* [Problem set]:
1. List every word in the passage on African students in U.S. colleges that ends in "-ly", in the order they appear.
2. Reproduce the passage on African students in U.S. colleges word for word. Begin at the words "At this point, one" and stop after "charity at home!".

— start of Provided text —

But distinctions there certainly are, and these have to be insisted upon all the time, if the gates are not going to be sluiced and soiled water let through in a rush to flood everybody out. The programme for the mass placement of African students in colleges in the United States of America seems at the moment to be courting just this disaster. Those floating it, with all the good intentions in the world, are today increasing its area of participation. Consequently, the programme now flows over from the Ivy League colleges which began it to all sorts of colleges all across the United States. The idea of course is to increase output in the quickest possible time. In the drive towards quantity however the tendency towards a lowering in quality and standards cannot be regarded as a mere bugaboo. Not that anybody is saying the new expanding network of colleges to which students are now being drafted all lack proper accreditation. It is just that, as in the animal farm, some members prove more equal than others, and when all must eventually return to render equal service where distinction and discrimination are rife, it is only fair that right from the start opportunities are not made free to the exclusive advantage of one sector.
At this point, one may venture to question the courses of study many of these students find themselves pursuing. For instance, it can be safely asked what a Nigerian goes all the way to America to learn of the arts that he cannot readily do at a university back home. If he is a history man, and very possibly taking classes in the witch-hunt sessions of Boston during Colonial days, of what value and practical use can this be to him and his society? The acquiring of knowledge and a complete kit quick to reach for purposes of comparison and critical application is an essential aim of every true scholar, but of what relevance and use is the plucking of such lush leaves outside when the yam underground in the concession at home is there still to uproot? Without being parochial and short-sighted, one can at least try starting the practice of charity at home!

— end of Provided text —
— start of Given records —

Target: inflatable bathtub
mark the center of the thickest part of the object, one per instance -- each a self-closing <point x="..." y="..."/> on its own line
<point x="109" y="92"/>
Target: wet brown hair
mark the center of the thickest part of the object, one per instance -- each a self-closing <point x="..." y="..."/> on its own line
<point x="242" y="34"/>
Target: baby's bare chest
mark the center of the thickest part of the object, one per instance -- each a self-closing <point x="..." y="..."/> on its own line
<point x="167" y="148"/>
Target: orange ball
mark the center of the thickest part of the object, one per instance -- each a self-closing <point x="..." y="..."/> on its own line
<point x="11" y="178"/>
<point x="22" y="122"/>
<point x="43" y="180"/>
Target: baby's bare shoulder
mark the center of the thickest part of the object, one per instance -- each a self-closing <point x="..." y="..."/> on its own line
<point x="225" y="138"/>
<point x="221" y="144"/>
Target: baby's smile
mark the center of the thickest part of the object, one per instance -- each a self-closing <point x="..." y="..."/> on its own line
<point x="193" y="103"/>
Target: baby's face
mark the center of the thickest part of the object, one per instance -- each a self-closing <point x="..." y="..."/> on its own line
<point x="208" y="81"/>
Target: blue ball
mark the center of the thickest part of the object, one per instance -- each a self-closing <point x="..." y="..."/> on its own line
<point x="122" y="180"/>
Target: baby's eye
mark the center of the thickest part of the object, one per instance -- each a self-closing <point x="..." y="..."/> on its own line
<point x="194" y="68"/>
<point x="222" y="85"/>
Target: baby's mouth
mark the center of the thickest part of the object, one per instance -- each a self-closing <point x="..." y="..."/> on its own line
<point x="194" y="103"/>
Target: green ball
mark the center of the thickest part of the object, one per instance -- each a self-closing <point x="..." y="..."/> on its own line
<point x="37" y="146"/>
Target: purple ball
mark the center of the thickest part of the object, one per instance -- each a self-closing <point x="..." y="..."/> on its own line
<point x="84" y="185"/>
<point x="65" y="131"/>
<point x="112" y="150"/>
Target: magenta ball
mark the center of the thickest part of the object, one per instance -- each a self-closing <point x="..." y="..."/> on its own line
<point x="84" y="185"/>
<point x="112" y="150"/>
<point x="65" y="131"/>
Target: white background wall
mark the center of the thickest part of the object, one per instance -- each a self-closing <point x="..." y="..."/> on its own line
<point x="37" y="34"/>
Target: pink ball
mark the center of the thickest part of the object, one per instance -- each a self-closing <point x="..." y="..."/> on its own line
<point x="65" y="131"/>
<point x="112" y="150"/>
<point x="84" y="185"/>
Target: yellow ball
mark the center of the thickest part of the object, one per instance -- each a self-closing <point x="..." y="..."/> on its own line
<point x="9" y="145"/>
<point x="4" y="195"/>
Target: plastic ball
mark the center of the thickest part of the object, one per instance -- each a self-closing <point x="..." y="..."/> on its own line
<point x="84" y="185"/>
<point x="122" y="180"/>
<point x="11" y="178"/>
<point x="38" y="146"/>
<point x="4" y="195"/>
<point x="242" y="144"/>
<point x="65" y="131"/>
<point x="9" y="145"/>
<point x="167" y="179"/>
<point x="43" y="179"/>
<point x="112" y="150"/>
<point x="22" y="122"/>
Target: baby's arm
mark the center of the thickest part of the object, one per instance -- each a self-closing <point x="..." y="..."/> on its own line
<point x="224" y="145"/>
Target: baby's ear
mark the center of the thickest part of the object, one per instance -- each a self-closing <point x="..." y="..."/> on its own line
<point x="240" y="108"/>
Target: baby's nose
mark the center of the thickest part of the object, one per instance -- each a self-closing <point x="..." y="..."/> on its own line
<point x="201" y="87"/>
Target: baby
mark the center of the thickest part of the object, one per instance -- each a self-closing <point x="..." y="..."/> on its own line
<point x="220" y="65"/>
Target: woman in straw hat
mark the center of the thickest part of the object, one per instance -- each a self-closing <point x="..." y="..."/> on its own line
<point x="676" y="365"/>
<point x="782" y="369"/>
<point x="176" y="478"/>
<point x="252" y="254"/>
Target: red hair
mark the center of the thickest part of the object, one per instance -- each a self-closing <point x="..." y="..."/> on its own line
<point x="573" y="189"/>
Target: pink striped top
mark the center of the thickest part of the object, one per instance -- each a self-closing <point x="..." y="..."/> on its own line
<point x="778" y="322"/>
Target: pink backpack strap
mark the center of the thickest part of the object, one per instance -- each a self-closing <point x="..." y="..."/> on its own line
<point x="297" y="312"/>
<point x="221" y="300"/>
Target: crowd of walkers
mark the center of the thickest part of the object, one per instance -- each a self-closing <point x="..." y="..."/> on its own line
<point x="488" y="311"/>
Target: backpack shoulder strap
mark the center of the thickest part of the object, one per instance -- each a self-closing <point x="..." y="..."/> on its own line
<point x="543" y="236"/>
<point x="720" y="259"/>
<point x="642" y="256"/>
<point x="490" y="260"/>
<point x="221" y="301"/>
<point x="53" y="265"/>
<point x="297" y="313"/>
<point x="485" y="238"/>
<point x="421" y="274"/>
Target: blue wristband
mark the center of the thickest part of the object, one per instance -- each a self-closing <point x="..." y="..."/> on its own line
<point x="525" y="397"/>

— end of Given records —

* [Per-task outputs]:
1. certainly, Consequently, eventually, only, safely, readily, possibly

2.
At this point, one may venture to question the courses of study many of these students find themselves pursuing. For instance, it can be safely asked what a Nigerian goes all the way to America to learn of the arts that he cannot readily do at a university back home. If he is a history man, and very possibly taking classes in the witch-hunt sessions of Boston during Colonial days, of what value and practical use can this be to him and his society? The acquiring of knowledge and a complete kit quick to reach for purposes of comparison and critical application is an essential aim of every true scholar, but of what relevance and use is the plucking of such lush leaves outside when the yam underground in the concession at home is there still to uproot? Without being parochial and short-sighted, one can at least try starting the practice of charity at home!